**Daftar Tugas:**
- 1) Terjemahkan kalimat "Presiden dikenal sebagai lembaga eksekutif (pemerintah)." dari teks tentang lembaga negara ke dalam bahasa Inggris.
- 2) Lembaga negara apa saja yang disebut dalam teks tentang lembaga negara sebagai lembaga legislatif? Sebutkan semuanya.
- 3) Tuliskan kembali secara persis seluruh bagian teks tentang lembaga negara, mulai dari "Lembaga-lembaga Negara Sesuai" terus ke bawah sampai "pada lembaga negara.".

Lembaga-lembaga Negara Sesuai atau Menurut UUD 1945, Negara Indonesia menganut kedaulatan Rakyat. Bagaimana kedaulatan rakyat dilaksanakan? Karena rakyat sebagai pemegang kedaulatan, bukan berarti rakyat melaksanakannya dengan sekehendaknya sendiri, tetapi harus sesuai dengan ketentuan undang-undang yang berlaku. Hal ini sesuai dengan bunyi Pasal 1 ayat (2) UUD 1945, bahwa “Kedaulatan berada di tangan rakyat dan dilaksanakan menurut Undang-undang Dasar” Siapa saja atau lembaga negara apa saja yang diberi kepercayaan atau mandat oleh rakyat untuk melaksanakan kedaulatan rakyat? Menurut undang-undang, dalam pelaksanaan kedaulatan rakyat yang berupa pembuatan peraturan undang-undangan (legislatif) dan pelaksanaannya (esektutif) diberikan pada lembaga negara.
Di Indonesia untuk membuat peraturan perundang-undangan dipercayakan kepada MPR (Majelis Permusyawaratan Rakyat), DPR/DPRD (Dewan Perwakilan Rakyat/Dewan Perwakilan Rakyat Daerah), dan DPD (Dewan Perwakilan Daerah),. Lembaga-lembaga negara itu dikenal sebagai lembaga legislatif (pembuat undang-undang). Sedangkan untuk melaksanakan undang-undang dipercayakan kepada presiden. Presiden dikenal sebagai lembaga eksekutif (pemerintah). Untuk pemerintah daerah provinsi dilaksanakan oleh gubernur, pemerintah kabupaten/kota oleh bupati/walikota, dan pemerintahan desa oleh lurah desa. Tetapi dalam menentukan siapa-siapa yang menjadi anggota DPR/DPRD, DPD, presiden dan wakil presiden, rakyatlah yang menentukan dalam suatu pemilihan umum secara langsung. Misalnya pada Pemilu 2004 untuk pertama kalinya presiden dan wakil presiden dalam satu pasangan dipilih secara langsung. Begitu pula dengan pemilihan anggota DPD. Sebelum tahun 2004 presiden dan wakil presiden Indonesia dipilih oleh MPR. Selain itu saat ini pemilihan kepala daerah (pilkada) pun dilakukan secara langsung. Pilkada adalah untuk memilih secara langsung gubernur dan bupati/walikota. Sebelumnya gubernur dan bupati/walikota dipilih oleh DPRD. Berikut ini uraian singkat tentang Lembaga Negara sesuai dengan UUD Negara Republik Indonesia Tahun 1945
6. Komisi Yudisial (KY)

**Baris Tersedia:**

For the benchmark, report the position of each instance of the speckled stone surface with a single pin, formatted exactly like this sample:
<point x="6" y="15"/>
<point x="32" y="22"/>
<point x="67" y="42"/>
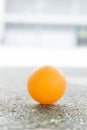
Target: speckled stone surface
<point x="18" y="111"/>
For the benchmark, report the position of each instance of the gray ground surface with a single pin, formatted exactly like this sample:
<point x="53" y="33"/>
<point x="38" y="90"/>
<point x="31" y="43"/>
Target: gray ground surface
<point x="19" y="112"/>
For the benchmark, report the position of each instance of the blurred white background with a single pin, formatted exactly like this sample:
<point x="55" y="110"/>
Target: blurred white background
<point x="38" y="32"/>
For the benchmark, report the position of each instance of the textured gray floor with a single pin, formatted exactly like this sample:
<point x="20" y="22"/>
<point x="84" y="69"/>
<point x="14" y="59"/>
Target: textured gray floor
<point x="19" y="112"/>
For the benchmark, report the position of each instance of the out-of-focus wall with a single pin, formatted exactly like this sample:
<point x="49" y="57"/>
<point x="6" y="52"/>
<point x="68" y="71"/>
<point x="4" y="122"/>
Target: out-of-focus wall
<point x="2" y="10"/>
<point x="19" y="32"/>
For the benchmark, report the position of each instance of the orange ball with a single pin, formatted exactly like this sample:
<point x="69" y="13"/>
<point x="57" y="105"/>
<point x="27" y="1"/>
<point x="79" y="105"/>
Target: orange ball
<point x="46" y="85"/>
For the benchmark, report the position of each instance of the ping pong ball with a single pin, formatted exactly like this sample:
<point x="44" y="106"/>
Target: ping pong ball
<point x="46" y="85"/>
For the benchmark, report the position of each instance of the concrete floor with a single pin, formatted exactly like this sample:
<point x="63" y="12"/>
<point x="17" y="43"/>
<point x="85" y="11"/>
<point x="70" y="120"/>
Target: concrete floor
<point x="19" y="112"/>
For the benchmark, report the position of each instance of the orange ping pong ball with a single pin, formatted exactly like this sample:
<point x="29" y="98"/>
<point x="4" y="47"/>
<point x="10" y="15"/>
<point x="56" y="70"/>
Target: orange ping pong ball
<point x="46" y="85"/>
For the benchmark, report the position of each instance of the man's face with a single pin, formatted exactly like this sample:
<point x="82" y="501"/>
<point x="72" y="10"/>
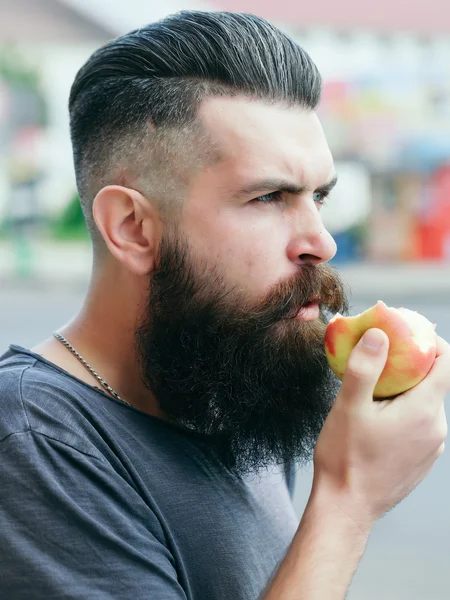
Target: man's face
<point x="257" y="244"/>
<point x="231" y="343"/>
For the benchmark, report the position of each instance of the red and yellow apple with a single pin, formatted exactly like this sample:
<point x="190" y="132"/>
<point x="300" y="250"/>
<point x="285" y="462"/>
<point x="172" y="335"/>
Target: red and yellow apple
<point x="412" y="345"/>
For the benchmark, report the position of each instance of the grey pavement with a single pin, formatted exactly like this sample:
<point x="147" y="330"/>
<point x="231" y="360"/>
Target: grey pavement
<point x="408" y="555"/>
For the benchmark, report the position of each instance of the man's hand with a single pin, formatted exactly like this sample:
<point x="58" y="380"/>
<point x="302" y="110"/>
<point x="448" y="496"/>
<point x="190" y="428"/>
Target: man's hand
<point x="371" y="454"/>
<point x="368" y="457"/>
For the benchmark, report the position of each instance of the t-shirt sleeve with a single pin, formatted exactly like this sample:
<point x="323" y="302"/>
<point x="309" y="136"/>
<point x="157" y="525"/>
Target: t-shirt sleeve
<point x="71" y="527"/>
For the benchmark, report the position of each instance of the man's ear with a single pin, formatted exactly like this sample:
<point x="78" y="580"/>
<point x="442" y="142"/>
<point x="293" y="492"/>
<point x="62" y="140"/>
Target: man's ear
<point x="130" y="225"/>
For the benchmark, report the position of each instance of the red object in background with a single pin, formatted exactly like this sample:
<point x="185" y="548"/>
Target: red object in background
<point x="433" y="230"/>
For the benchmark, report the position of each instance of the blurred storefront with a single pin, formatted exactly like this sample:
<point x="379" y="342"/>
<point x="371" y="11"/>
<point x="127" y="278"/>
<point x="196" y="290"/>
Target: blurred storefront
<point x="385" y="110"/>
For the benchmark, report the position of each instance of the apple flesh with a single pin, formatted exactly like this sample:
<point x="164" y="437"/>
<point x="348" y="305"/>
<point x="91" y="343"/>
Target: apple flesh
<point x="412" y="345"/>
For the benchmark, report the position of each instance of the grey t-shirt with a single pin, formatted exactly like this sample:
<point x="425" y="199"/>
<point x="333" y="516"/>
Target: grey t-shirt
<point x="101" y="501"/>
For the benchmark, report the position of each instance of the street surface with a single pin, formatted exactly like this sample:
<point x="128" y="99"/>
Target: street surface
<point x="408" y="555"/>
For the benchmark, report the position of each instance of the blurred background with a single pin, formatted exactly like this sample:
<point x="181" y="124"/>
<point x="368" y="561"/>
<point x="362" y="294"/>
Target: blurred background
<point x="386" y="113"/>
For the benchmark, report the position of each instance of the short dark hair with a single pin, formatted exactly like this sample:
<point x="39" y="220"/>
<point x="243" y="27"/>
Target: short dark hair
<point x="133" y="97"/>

**Hasil Berurutan:**
- 1) The president is known as the executive institution (the government).

- 2)
- MPR (Majelis Permusyawaratan Rakyat)
- DPR/DPRD (Dewan Perwakilan Rakyat/Dewan Perwakilan Rakyat Daerah)
- DPD (Dewan Perwakilan Daerah)

- 3)
Lembaga-lembaga Negara Sesuai atau Menurut UUD 1945, Negara Indonesia menganut kedaulatan Rakyat. Bagaimana kedaulatan rakyat dilaksanakan? Karena rakyat sebagai pemegang kedaulatan, bukan berarti rakyat melaksanakannya dengan sekehendaknya sendiri, tetapi harus sesuai dengan ketentuan undang-undang yang berlaku. Hal ini sesuai dengan bunyi Pasal 1 ayat (2) UUD 1945, bahwa “Kedaulatan berada di tangan rakyat dan dilaksanakan menurut Undang-undang Dasar” Siapa saja atau lembaga negara apa saja yang diberi kepercayaan atau mandat oleh rakyat untuk melaksanakan kedaulatan rakyat? Menurut undang-undang, dalam pelaksanaan kedaulatan rakyat yang berupa pembuatan peraturan undang-undangan (legislatif) dan pelaksanaannya (esektutif) diberikan pada lembaga negara.